> Extrait du document
=====

La relation école-familles : "
Peut mieux faire "
Judith Migeot-Alvarado
Judith Migeot-Alvarado dresse un bilan intéressant de l'état des relation entre l'école et les familles. La justesse du rappel historique ainsi que le constat et les témoignages des différents acteurs permettent de tirer quelques conclusions quant aux relations actuelles. Sans chercher de coupables ni de responsables à des relations qui ne sont pas placées sous le signe de l'idylle, l'auteur nous offre surtout des extraits de témoignages de parents, d'enseignants, de collégiens. On peut regretter que les témoignages d'élèves ne soient que ceux de " bons " élèves qui s'ils ont un regard critique vis à vis de leur environnement n'en reste pas moins influencés par l'image qu'ils peuvent avoir au sein de l'institution. De plus tous les élèves cités ont leur deux parents (qu'ils soient séparés ou non) qui travaillent ce qui n'est pas obligatoirement représentatif de la population collégienne. Toutefois comme le fait fort justement remarquer l'auteur, " la lucidité de leur jugement est à prendre en compte "(p.94). A l'exception de cette petite remarque le livre de Judith Migeot-Alvarado ouvre des portes, notamment en ce qui concerne les attentes de chacun des acteurs en matière de communication entre l'institution scolaire et les familles, ces " usagers indirects ". Le caractère déjà synthétique de cet ouvrage et la profusion de témoignages et de citations permettent surtout de dégager quelques pensées et citations sur des thèmes d'importance.

=====

> Matériel
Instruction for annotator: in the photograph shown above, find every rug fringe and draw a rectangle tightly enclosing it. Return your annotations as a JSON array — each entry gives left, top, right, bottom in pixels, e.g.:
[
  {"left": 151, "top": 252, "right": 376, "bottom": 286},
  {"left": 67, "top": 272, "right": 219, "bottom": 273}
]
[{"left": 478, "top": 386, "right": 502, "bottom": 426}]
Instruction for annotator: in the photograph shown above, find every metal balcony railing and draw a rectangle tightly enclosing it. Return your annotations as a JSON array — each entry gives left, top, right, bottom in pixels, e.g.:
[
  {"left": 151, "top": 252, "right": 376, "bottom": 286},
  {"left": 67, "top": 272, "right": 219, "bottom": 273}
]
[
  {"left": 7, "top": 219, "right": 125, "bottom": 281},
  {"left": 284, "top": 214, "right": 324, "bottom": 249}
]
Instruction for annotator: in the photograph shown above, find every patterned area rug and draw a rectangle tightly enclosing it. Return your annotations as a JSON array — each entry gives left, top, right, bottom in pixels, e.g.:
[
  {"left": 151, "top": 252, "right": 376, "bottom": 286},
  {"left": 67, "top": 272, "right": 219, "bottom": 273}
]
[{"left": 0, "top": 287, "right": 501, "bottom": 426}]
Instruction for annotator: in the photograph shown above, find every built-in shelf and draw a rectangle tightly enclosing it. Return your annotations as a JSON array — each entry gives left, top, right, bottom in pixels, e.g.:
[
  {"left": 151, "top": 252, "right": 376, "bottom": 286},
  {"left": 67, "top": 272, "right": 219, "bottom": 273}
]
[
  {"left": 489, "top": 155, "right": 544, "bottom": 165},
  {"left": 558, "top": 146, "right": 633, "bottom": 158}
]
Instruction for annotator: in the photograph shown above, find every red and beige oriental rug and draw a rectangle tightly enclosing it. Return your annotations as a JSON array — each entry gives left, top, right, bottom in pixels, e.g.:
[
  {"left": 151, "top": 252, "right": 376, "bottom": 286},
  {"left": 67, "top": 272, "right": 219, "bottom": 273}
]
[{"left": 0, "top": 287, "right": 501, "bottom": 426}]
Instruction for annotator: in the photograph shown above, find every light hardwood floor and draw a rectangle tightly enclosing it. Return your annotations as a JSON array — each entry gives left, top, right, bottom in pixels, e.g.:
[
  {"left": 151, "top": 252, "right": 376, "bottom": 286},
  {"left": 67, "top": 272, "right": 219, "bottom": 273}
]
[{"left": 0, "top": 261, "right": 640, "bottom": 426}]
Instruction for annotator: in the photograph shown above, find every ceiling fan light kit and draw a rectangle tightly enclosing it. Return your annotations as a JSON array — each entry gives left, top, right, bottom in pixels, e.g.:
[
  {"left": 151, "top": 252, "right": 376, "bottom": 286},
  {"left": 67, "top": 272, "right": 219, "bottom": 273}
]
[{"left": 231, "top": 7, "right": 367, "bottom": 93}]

=====

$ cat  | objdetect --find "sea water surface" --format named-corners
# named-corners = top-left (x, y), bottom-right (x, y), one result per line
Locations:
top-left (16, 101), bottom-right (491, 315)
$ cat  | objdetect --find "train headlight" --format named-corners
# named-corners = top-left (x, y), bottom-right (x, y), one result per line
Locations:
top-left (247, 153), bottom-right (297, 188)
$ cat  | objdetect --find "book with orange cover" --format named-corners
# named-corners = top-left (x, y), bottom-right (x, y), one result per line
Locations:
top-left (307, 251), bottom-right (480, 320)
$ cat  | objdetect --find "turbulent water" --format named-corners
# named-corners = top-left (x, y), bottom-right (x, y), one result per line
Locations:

=====

> Actions demandées
- A) Renvoyez chaque ligne des rangées où figure le mot « annotator ».
- B) Poursuivez le compte rendu sur la relation école-familles en reprenant après sa dernière phrase.

> Les réponses
- A)
Instruction for annotator: in the photograph shown above, find every rug fringe and draw a rectangle tightly enclosing it. Return your annotations as a JSON array — each entry gives left, top, right, bottom in pixels, e.g.:
Instruction for annotator: in the photograph shown above, find every metal balcony railing and draw a rectangle tightly enclosing it. Return your annotations as a JSON array — each entry gives left, top, right, bottom in pixels, e.g.:
Instruction for annotator: in the photograph shown above, find every patterned area rug and draw a rectangle tightly enclosing it. Return your annotations as a JSON array — each entry gives left, top, right, bottom in pixels, e.g.:
Instruction for annotator: in the photograph shown above, find every built-in shelf and draw a rectangle tightly enclosing it. Return your annotations as a JSON array — each entry gives left, top, right, bottom in pixels, e.g.:
Instruction for annotator: in the photograph shown above, find every red and beige oriental rug and draw a rectangle tightly enclosing it. Return your annotations as a JSON array — each entry gives left, top, right, bottom in pixels, e.g.:
Instruction for annotator: in the photograph shown above, find every light hardwood floor and draw a rectangle tightly enclosing it. Return your annotations as a JSON array — each entry gives left, top, right, bottom in pixels, e.g.:
Instruction for annotator: in the photograph shown above, find every ceiling fan light kit and draw a rectangle tightly enclosing it. Return your annotations as a JSON array — each entry gives left, top, right, bottom in pixels, e.g.:

- B)
La relation école-familles a évolué. D'une école " sanctuaire ", on est passé à une école " ouverte " tentant de faire des parents des partenaires. D'une famille patrimoniale et moralisatrice qui décidait du " destin " des enfants, on glisse vers une famille diplomate et relationnelle. Dans le lien école-familles, ce sont les enseignants et les parents qui nouent ou dénouent la relation par enfant interposé. Ce lien est difficile. On parle de malentendu, de malaise qui se serait installé et qui rend complexe la relation entre les deux instances d'éducations et de socialisation. Ces tensions varient en fonction des époques, des niveaux d'études des enfants, de l'appartenance sociale des familles, des pays.
1 - Quelle mission pour l'école ? Rappel historique
Instruction ou éducation : une vieille histoire
C'est aux grecs que les sociétés latines doivent la différence entre instruction
et éducation. Chez les grecs, l'éducation et l'instruction étaient assumées
par une personne différente : le pédagogue et le maître. Cette distinction instruction
et éducation était déjà une construction sociale, elle traduisait et traduit
encore les oppositions d'une société, ou plus précisément d'une classe sociale
à un moment donné de son histoire.
Ecole-familles en France : une histoire mouvementée
Condorcet maintient ce clivage instruction/éducation. Pour lui, il s'agit dorénavant
d'écarter la religion du domaine public et de la renvoyer aux familles (au privé).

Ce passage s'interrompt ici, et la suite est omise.